[PROBLEM REQUIREMENTS] Reproduce the records verbatim, beginning at the start and stopping after the line that contains "251), (512, 276)]". Omit the pictures from your output.

[SOURCE DATA]
◆ ◆ ◆
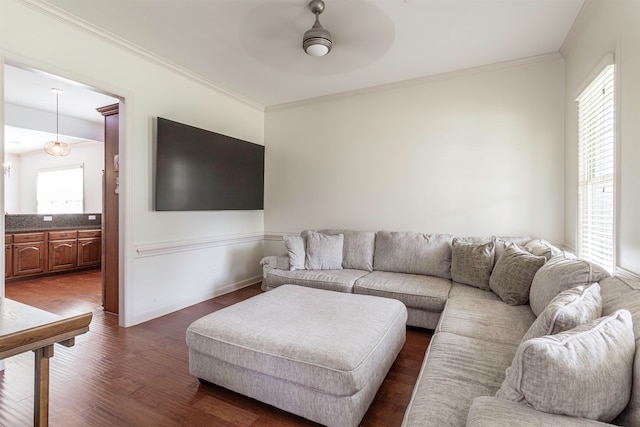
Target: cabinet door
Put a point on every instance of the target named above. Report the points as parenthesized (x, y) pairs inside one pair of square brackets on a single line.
[(28, 258), (63, 254), (89, 251)]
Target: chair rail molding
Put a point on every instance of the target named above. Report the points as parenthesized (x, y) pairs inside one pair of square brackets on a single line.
[(164, 248)]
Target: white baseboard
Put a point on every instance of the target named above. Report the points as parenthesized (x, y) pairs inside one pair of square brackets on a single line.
[(163, 311)]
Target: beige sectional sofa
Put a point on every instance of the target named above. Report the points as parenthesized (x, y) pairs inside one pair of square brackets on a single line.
[(524, 334)]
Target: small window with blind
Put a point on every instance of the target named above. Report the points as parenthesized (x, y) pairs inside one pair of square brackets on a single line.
[(60, 190), (596, 169)]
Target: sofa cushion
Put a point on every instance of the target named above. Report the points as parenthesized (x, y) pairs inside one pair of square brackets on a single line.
[(567, 310), (357, 252), (512, 276), (471, 263), (502, 242), (541, 247), (622, 292), (493, 321), (585, 372), (296, 252), (415, 291), (560, 273), (455, 371), (413, 253), (492, 412), (331, 280), (323, 252)]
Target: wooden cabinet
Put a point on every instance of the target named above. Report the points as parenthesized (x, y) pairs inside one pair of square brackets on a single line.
[(89, 248), (28, 254), (63, 250)]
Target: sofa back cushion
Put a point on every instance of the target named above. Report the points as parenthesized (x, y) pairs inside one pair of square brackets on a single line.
[(502, 242), (413, 253), (584, 372), (560, 273), (567, 310), (471, 263), (358, 248), (618, 292), (296, 251), (512, 276)]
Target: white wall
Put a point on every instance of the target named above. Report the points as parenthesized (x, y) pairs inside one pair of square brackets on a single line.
[(608, 27), (478, 152), (12, 184), (24, 173), (223, 248)]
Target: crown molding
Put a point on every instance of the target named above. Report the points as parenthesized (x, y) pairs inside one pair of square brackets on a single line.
[(538, 59), (62, 16), (577, 26)]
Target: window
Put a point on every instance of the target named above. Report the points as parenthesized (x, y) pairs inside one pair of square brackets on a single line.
[(60, 190), (596, 169)]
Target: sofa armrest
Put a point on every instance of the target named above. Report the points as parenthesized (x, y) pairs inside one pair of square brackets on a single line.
[(268, 263), (493, 412)]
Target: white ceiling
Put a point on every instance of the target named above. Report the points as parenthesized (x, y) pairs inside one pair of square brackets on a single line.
[(253, 47), (33, 89)]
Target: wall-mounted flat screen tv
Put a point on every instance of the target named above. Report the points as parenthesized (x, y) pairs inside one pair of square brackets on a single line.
[(198, 169)]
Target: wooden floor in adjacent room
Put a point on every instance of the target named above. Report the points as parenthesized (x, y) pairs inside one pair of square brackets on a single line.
[(139, 376)]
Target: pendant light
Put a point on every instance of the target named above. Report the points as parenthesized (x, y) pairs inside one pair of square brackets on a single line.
[(57, 147)]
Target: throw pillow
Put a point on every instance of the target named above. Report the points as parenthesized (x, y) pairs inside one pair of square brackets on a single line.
[(471, 263), (503, 242), (543, 248), (324, 252), (560, 273), (358, 248), (513, 274), (567, 310), (585, 372), (295, 248)]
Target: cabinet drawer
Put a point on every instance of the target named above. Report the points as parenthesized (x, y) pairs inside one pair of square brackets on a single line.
[(28, 237), (62, 235), (89, 233)]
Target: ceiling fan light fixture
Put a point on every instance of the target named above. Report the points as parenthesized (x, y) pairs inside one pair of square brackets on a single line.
[(57, 147), (317, 40)]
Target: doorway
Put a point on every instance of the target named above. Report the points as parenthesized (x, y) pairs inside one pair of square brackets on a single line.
[(31, 121)]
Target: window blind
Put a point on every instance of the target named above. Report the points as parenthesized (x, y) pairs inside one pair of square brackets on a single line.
[(596, 169)]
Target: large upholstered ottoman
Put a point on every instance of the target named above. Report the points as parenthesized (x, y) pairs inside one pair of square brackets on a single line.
[(316, 353)]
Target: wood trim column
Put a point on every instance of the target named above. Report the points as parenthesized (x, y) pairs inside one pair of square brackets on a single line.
[(110, 225)]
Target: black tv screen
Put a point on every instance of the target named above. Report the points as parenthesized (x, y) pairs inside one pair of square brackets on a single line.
[(198, 169)]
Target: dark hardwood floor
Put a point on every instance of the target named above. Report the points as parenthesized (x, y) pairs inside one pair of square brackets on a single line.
[(139, 376)]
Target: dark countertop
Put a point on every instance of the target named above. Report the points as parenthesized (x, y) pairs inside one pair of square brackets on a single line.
[(36, 230), (25, 223)]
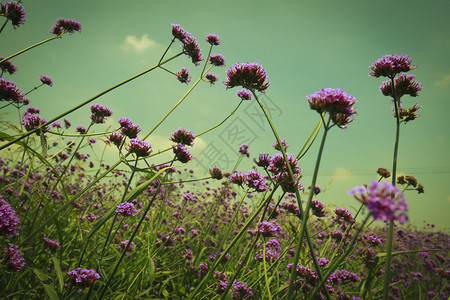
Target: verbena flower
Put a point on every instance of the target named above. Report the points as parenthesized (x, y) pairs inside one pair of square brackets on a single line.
[(384, 201), (217, 60), (7, 66), (65, 26), (183, 75), (183, 136), (251, 76), (244, 94), (182, 154), (213, 39), (83, 277), (99, 113), (391, 65), (336, 102), (14, 12), (139, 147), (13, 258), (46, 80), (9, 221), (126, 209)]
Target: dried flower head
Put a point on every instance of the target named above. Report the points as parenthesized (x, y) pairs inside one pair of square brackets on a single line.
[(248, 75)]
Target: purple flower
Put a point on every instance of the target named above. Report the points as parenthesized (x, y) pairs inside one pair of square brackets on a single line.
[(99, 113), (13, 258), (182, 154), (13, 11), (10, 92), (126, 209), (244, 94), (337, 103), (248, 75), (52, 244), (211, 77), (213, 39), (391, 65), (240, 290), (183, 75), (9, 221), (83, 277), (46, 80), (384, 201), (64, 26), (139, 147), (7, 66), (183, 136), (217, 60), (243, 149)]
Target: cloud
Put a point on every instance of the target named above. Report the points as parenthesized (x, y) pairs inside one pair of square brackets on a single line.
[(444, 81), (132, 43)]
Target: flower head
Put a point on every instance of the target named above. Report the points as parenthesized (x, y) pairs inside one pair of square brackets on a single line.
[(213, 39), (139, 147), (384, 201), (183, 75), (65, 26), (337, 103), (14, 12), (99, 113), (46, 80), (391, 65), (248, 75), (183, 136)]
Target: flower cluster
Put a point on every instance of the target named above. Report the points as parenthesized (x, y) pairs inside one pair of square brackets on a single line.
[(65, 26), (83, 277), (126, 209), (7, 66), (183, 136), (384, 201), (99, 113), (14, 12), (336, 102), (139, 147), (9, 221), (251, 76), (189, 43)]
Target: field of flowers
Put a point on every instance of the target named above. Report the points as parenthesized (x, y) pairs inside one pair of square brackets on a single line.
[(75, 226)]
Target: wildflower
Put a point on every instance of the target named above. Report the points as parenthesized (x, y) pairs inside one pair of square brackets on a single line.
[(216, 173), (182, 154), (337, 103), (183, 136), (213, 39), (65, 26), (10, 92), (13, 258), (217, 60), (13, 11), (46, 80), (99, 113), (240, 290), (183, 75), (9, 221), (244, 94), (126, 209), (391, 65), (211, 77), (7, 66), (83, 277), (139, 147), (384, 201), (248, 75), (52, 244)]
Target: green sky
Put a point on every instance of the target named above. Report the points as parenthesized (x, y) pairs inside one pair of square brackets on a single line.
[(303, 45)]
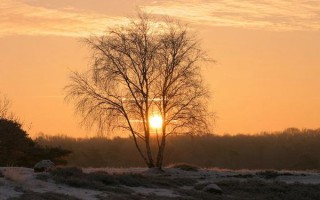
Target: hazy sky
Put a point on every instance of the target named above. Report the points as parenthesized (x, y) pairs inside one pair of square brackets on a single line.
[(266, 78)]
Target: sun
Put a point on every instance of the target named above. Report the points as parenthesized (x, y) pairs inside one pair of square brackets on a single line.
[(156, 121)]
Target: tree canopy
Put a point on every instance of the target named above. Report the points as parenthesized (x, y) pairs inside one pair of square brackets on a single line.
[(145, 69)]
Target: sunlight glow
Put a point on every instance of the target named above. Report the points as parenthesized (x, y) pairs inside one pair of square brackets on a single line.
[(156, 121)]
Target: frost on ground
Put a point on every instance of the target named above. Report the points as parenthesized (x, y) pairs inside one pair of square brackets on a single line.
[(174, 183)]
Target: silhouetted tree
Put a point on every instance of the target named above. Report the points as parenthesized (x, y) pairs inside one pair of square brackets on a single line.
[(147, 67)]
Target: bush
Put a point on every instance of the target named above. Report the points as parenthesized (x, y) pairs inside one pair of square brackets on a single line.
[(18, 149)]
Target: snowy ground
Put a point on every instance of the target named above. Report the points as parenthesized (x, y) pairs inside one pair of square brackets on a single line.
[(23, 183)]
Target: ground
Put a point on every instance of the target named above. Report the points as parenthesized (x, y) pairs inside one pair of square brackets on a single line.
[(140, 183)]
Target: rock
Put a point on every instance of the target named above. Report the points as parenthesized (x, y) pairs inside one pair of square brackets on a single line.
[(44, 166), (212, 188), (154, 171)]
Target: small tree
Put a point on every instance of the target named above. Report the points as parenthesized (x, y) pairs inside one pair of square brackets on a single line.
[(144, 76), (4, 107)]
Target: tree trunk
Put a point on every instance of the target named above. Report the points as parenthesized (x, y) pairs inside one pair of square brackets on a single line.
[(161, 149), (148, 149)]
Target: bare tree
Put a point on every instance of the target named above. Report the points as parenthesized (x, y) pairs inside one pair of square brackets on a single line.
[(140, 70)]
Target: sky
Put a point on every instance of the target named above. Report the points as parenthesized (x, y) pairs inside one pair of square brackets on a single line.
[(265, 78)]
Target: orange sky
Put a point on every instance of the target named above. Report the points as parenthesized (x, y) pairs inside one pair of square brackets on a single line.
[(266, 77)]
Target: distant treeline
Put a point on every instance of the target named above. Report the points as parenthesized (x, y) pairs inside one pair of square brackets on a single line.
[(292, 149)]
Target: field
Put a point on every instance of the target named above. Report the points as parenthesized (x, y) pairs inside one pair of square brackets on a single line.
[(177, 182)]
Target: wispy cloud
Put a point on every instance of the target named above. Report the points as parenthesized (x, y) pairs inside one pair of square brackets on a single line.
[(17, 17), (23, 19), (274, 15)]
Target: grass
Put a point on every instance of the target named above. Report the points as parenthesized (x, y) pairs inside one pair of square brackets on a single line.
[(116, 185), (105, 182), (185, 167), (28, 195), (13, 174)]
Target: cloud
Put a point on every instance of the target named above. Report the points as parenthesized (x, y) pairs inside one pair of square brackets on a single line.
[(18, 18), (273, 15), (21, 17)]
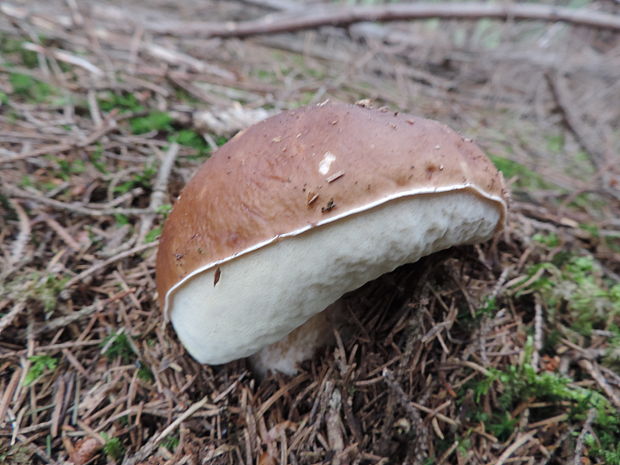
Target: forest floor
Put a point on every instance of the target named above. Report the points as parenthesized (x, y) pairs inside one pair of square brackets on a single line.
[(508, 352)]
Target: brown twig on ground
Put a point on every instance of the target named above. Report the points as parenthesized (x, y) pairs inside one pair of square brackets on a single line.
[(345, 16), (578, 456)]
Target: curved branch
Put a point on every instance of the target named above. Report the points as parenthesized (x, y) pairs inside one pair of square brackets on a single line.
[(346, 15)]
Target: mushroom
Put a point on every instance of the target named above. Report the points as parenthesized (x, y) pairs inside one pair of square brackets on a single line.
[(304, 207)]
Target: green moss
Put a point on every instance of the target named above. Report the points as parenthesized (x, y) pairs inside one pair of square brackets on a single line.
[(525, 178)]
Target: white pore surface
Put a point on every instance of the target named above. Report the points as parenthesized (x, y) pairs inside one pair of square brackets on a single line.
[(265, 294)]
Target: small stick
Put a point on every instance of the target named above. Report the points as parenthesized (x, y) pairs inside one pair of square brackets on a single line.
[(93, 269), (582, 436), (342, 16), (24, 232)]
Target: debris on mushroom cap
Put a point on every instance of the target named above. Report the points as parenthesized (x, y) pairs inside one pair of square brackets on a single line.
[(250, 214)]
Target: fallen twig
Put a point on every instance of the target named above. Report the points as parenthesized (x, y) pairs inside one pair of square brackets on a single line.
[(347, 15)]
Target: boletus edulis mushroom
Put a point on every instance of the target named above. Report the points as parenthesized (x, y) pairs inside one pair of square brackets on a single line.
[(304, 207)]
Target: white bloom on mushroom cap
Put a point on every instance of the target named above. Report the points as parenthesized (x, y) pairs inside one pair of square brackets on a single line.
[(262, 241)]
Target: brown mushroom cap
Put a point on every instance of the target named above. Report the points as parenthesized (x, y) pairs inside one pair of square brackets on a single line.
[(309, 169)]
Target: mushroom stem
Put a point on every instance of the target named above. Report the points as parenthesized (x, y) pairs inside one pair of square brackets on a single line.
[(301, 343)]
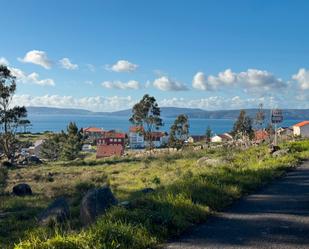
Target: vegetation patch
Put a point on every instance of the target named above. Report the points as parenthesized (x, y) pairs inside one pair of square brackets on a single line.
[(185, 194)]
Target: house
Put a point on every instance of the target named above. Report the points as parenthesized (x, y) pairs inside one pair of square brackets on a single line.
[(136, 139), (196, 138), (158, 139), (261, 135), (93, 133), (86, 147), (301, 129), (111, 144), (225, 137), (35, 150), (109, 150), (112, 138)]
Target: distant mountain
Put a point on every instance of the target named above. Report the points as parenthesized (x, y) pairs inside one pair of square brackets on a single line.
[(171, 112)]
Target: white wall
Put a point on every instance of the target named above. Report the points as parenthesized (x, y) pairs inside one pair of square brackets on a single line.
[(304, 131)]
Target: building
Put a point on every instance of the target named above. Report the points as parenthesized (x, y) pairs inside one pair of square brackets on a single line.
[(35, 150), (93, 133), (111, 144), (196, 138), (301, 129), (158, 139), (225, 137), (261, 135), (136, 139), (109, 150)]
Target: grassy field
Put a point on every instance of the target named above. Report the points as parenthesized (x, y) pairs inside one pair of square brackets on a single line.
[(186, 193)]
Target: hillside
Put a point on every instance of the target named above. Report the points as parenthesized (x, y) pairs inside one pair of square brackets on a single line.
[(170, 112)]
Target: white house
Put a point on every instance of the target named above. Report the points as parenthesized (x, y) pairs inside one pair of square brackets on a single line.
[(136, 139), (301, 129), (221, 138), (159, 139)]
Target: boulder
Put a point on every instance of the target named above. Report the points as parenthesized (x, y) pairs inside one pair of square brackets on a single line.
[(209, 161), (57, 212), (280, 153), (22, 189), (147, 190), (95, 203)]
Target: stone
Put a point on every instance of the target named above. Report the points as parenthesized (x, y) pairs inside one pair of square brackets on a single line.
[(147, 190), (209, 161), (57, 212), (280, 153), (95, 203), (22, 189)]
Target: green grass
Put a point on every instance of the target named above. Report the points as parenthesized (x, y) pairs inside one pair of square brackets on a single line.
[(185, 195)]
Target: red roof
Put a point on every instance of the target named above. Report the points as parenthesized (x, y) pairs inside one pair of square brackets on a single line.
[(109, 150), (114, 134), (157, 134), (92, 129), (302, 123), (136, 129)]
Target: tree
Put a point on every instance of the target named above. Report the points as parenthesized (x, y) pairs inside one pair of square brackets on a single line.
[(260, 117), (179, 132), (52, 146), (243, 126), (208, 135), (73, 142), (10, 117), (146, 115)]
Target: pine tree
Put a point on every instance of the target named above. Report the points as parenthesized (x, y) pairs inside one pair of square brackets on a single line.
[(243, 126), (146, 114), (73, 142)]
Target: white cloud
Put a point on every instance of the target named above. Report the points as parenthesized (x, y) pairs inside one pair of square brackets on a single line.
[(91, 67), (252, 80), (166, 84), (67, 64), (37, 57), (132, 84), (31, 78), (4, 61), (200, 82), (89, 82), (302, 77), (122, 66), (216, 102), (96, 103)]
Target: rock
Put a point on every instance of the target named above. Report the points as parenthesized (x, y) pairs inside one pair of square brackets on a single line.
[(124, 204), (8, 164), (279, 153), (95, 203), (273, 148), (147, 190), (22, 189), (57, 212), (209, 161), (34, 160)]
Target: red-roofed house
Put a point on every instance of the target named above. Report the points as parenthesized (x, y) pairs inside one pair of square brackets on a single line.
[(136, 139), (301, 129), (93, 132), (109, 150), (110, 144)]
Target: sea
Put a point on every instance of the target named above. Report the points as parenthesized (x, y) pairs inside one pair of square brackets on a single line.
[(56, 123)]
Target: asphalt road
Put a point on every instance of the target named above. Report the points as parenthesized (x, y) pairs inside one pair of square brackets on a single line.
[(275, 217)]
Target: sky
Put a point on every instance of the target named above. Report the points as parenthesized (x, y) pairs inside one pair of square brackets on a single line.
[(105, 55)]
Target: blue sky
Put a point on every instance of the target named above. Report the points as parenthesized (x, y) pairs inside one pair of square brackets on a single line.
[(104, 55)]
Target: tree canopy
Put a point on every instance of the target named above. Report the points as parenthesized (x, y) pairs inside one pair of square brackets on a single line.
[(11, 117), (146, 115)]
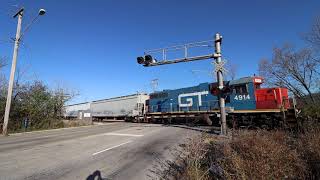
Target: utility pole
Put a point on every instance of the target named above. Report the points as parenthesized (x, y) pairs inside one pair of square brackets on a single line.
[(219, 70), (149, 61), (17, 41), (13, 69)]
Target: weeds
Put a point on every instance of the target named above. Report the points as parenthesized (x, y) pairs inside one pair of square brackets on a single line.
[(250, 154)]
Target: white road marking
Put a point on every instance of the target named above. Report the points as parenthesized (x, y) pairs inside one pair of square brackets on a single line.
[(121, 134), (111, 148)]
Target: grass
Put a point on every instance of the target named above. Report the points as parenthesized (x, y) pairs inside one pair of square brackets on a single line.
[(250, 154)]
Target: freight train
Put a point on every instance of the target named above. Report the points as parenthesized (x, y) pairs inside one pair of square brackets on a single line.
[(246, 104)]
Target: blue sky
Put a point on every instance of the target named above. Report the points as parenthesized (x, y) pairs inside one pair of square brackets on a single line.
[(91, 46)]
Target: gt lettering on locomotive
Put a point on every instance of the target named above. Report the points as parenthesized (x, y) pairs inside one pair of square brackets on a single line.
[(189, 101)]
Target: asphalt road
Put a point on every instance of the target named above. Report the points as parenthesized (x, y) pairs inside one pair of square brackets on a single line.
[(113, 151)]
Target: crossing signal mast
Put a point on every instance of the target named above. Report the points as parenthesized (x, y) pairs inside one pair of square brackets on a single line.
[(148, 60)]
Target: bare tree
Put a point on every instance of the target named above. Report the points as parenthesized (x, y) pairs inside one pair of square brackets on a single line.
[(313, 37), (232, 70), (296, 70)]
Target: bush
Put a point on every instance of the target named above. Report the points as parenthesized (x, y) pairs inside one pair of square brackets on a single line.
[(42, 106), (250, 154), (260, 155)]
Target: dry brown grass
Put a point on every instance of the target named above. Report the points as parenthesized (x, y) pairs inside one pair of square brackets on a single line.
[(255, 154), (260, 155)]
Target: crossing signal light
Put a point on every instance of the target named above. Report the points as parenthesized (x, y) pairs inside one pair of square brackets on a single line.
[(140, 60), (147, 59)]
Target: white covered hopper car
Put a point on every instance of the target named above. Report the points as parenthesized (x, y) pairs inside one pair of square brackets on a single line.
[(123, 107)]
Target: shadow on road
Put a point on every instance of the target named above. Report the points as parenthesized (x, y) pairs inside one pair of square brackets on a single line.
[(204, 129), (96, 176)]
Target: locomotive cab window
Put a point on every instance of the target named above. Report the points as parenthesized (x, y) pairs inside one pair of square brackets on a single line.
[(241, 89)]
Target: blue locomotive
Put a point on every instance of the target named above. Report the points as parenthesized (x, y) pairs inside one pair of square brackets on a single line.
[(244, 97)]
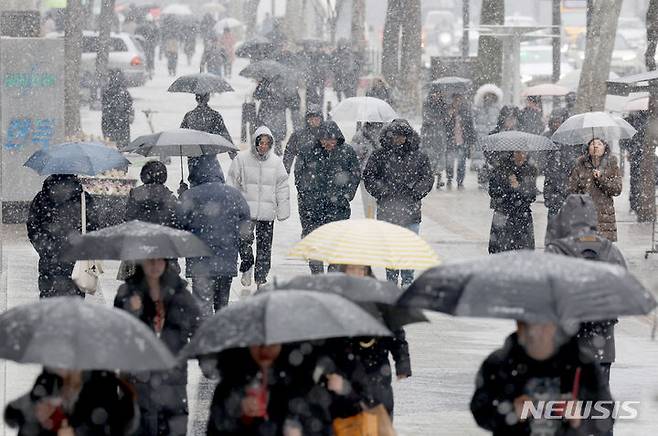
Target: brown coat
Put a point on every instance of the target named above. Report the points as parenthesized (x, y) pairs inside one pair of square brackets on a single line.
[(602, 190)]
◆ ◆ ◆
[TASK RESPONSE]
Target: cabinet door
Put a point on every instance of the target named above. Report the points as parenthesized (x, y) pairs inside one pair of square brackets on a single line.
[(28, 258), (63, 254), (89, 251)]
Target: chair rail molding
Put a point on every instance of the target named above. Report the points as parenthesized (x, y) pairs inside one pair of square brackets on a single line.
[(164, 248)]
Target: white baseboard
Put a point on every instance of the target named above. Report the points as parenthesized (x, y) pairs inside one pair of square brackets on a single line.
[(163, 311)]
Target: beige sectional sofa
Put a point on every instance of the target named above. Report the points as parenthesized (x, y) pairs inside one pair of square brackets on a single line.
[(524, 334)]
Target: small window with blind
Put a point on every instance of the target named above. Report the points as parenthesized (x, y) pairs inside one pair of square brackets on a single line.
[(60, 190), (596, 169)]
Target: sofa cushion
Put a point on every instance of the target named above. Report the points as parenthesized (x, y) pairs inside one pair of square brackets on a single line.
[(567, 310), (357, 252), (512, 276), (471, 263), (502, 242), (541, 247), (622, 292), (493, 321), (585, 372), (296, 252), (415, 291), (560, 273), (455, 371), (413, 253), (492, 412), (331, 280), (323, 252)]
Target: wooden cabinet
Put a point on every instance of the target named above. Report the points as parenthesized (x, y) pairs inside one pair of square brackets on a single line.
[(89, 248), (28, 254), (63, 250)]
Target: sofa back cushion
Put a point on every instance of the target named above. Report the points as parenthesized (x, y) pairs inside one pair of square brackets on a single line.
[(502, 242), (413, 253), (584, 372), (560, 273), (567, 310), (471, 263), (358, 248), (618, 292), (296, 251), (512, 276)]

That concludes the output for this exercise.